* _What to do_
Reproduce the material below verbatim, but only the part that opens with the line containing "task: trace the outline of every instance of the soccer ball" and closes with the end of the material.

* _The data_
━━━━━━━━━━

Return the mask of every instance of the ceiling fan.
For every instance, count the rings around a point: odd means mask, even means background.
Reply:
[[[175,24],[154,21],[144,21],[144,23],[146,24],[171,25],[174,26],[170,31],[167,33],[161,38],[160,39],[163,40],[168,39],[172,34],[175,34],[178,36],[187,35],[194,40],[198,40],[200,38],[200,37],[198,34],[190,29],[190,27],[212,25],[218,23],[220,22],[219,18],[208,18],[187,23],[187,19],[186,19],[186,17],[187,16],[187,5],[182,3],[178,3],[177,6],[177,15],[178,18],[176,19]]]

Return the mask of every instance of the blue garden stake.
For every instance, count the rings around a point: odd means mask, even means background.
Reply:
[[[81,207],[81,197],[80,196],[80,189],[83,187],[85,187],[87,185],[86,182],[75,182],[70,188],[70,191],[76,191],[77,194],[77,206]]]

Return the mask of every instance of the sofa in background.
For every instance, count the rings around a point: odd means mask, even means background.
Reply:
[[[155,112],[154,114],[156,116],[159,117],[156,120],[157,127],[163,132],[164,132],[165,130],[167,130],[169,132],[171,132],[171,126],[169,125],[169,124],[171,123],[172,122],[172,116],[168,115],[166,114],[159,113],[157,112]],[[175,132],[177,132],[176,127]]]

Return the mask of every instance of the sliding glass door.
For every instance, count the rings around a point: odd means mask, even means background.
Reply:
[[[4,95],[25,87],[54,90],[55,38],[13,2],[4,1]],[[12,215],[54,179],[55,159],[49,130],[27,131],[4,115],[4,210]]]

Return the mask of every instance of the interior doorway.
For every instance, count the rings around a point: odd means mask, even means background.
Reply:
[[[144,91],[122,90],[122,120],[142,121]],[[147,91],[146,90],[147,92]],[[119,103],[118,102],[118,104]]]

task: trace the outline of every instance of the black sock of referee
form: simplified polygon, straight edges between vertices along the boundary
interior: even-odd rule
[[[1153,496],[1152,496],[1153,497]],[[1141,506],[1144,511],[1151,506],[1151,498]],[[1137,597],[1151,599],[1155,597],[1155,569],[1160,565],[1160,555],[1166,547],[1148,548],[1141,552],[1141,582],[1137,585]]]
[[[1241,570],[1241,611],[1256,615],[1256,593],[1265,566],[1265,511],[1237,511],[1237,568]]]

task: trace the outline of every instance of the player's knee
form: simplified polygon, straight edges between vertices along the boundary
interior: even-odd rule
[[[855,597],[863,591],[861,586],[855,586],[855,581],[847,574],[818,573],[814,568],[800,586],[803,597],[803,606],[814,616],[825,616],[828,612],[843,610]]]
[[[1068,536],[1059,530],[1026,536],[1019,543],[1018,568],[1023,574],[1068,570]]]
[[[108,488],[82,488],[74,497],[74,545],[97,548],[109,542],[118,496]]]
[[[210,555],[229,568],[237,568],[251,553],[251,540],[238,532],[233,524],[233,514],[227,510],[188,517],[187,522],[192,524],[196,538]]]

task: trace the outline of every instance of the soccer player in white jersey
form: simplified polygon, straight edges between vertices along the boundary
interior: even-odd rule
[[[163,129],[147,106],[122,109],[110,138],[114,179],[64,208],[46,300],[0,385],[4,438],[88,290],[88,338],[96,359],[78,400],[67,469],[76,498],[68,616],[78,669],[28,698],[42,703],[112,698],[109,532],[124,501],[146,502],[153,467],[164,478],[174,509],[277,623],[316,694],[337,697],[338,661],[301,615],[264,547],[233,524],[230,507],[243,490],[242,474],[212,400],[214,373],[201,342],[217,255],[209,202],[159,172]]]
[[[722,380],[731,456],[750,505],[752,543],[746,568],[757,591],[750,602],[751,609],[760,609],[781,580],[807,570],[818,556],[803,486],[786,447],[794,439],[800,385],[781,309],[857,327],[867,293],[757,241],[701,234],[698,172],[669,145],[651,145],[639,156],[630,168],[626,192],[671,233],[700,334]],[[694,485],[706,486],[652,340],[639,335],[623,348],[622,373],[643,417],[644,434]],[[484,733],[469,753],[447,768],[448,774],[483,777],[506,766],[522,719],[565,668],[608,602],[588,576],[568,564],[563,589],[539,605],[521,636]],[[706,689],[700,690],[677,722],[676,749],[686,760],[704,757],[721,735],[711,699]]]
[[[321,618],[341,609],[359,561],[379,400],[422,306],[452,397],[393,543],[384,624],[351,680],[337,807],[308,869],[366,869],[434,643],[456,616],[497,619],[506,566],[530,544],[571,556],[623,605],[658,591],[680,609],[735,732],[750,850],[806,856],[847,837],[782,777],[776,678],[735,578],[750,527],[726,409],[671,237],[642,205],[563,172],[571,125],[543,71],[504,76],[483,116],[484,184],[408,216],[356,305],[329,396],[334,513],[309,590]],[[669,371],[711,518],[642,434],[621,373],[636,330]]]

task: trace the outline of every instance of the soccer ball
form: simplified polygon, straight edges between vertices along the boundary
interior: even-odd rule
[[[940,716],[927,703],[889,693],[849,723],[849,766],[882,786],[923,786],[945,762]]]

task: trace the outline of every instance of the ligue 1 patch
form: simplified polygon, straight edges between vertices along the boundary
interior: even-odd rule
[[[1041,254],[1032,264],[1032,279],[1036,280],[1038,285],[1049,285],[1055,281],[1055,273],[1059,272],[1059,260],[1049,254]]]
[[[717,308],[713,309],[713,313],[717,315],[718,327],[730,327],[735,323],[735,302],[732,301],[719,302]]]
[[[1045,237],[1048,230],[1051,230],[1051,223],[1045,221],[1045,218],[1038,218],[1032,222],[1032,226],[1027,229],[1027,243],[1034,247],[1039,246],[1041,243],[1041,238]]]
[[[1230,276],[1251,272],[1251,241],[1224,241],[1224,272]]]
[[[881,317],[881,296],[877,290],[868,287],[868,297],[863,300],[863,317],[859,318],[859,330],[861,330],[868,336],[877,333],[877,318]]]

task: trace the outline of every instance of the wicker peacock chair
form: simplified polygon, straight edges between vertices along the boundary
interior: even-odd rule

━━━━━━━━━━

* _Final result_
task: trace the outline of every instance of the soccer ball
form: simplified polygon, straight edges between vertices along the boundary
interior: even-odd rule
[[[940,716],[927,703],[889,693],[849,723],[849,766],[882,786],[923,786],[945,762]]]

task: trace the outline of every instance of the ligue 1 patch
form: simplified polygon, straight edges between vertices along the boundary
interior: even-odd rule
[[[1041,254],[1032,264],[1032,279],[1036,280],[1038,285],[1049,285],[1055,281],[1055,273],[1059,272],[1059,260],[1049,254]]]
[[[717,308],[713,309],[713,313],[717,315],[718,327],[730,327],[735,323],[735,302],[732,301],[719,302]]]
[[[1045,237],[1048,230],[1051,230],[1051,223],[1045,221],[1045,218],[1038,218],[1032,222],[1032,226],[1027,229],[1027,243],[1034,247],[1039,246],[1041,243],[1041,238]]]
[[[1230,276],[1251,272],[1251,241],[1224,241],[1224,272]]]
[[[881,317],[881,296],[877,290],[868,287],[868,297],[863,300],[863,317],[859,318],[859,330],[861,330],[868,336],[877,333],[877,318]]]

task: trace the outline of every instance of the wicker peacock chair
form: simplified polygon, straight edges between vertices along the boundary
interior: even-odd rule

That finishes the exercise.